> [Selection]
Next time you’re in Ohio, check it out.  

Susan B. Anthony — Casting her first vote; going to jail.



Susan B. Anthony in 1848, as a 28 year-old school teacher in upstate New York,  shortly before meeting Elizabeth Cady Stanton and joining the movement for women’s rights.

 She always looks so stern in her photographs, even her face on the $1 gold coin.  I looked hard to find one that showed her smiling or laughing, but came up empty.  If any of you has one, please send it to me so I can post it here.

Susan B. Anthony dollar —
still not smiling.
Susan B. Anthony devoted herself to causes: ending slavery, temperance, and the one she’s most famous for, winning women the right to vote.  She lived 86 years, until 1906, and spent most of that time traveling the country giving thousands of speeches for the cause.  But she never saw it happen in her lifetime.  America would not give women the right to vote in Federal elections until 1920.  Never, that is, except once….

> [Stated goal]
According to the Susan B. Anthony passage, what was her job in 1848?

> [Information shown]
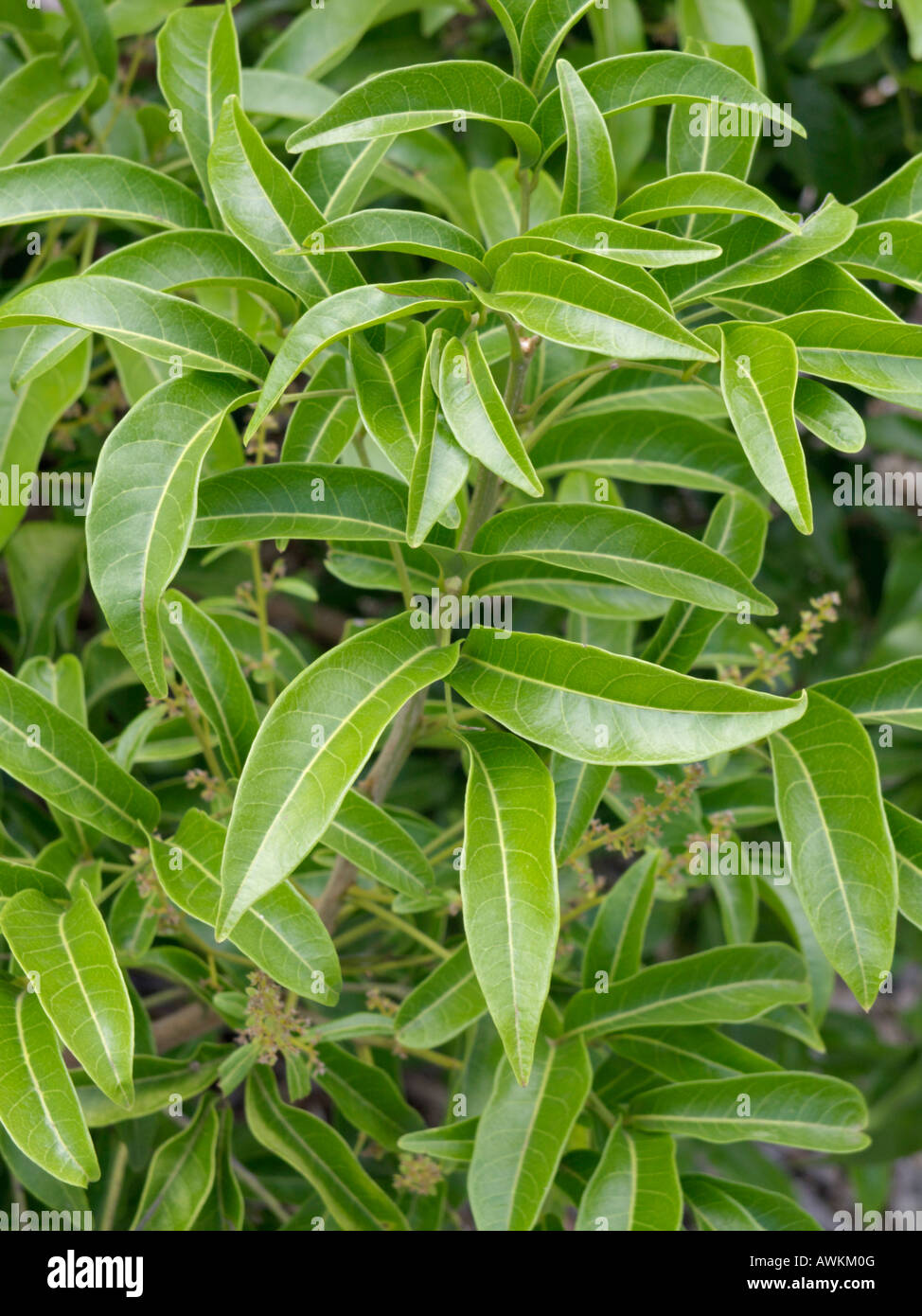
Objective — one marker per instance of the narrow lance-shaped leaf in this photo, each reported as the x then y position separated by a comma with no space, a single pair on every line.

> [Exercise result]
She was a school teacher in upstate New York.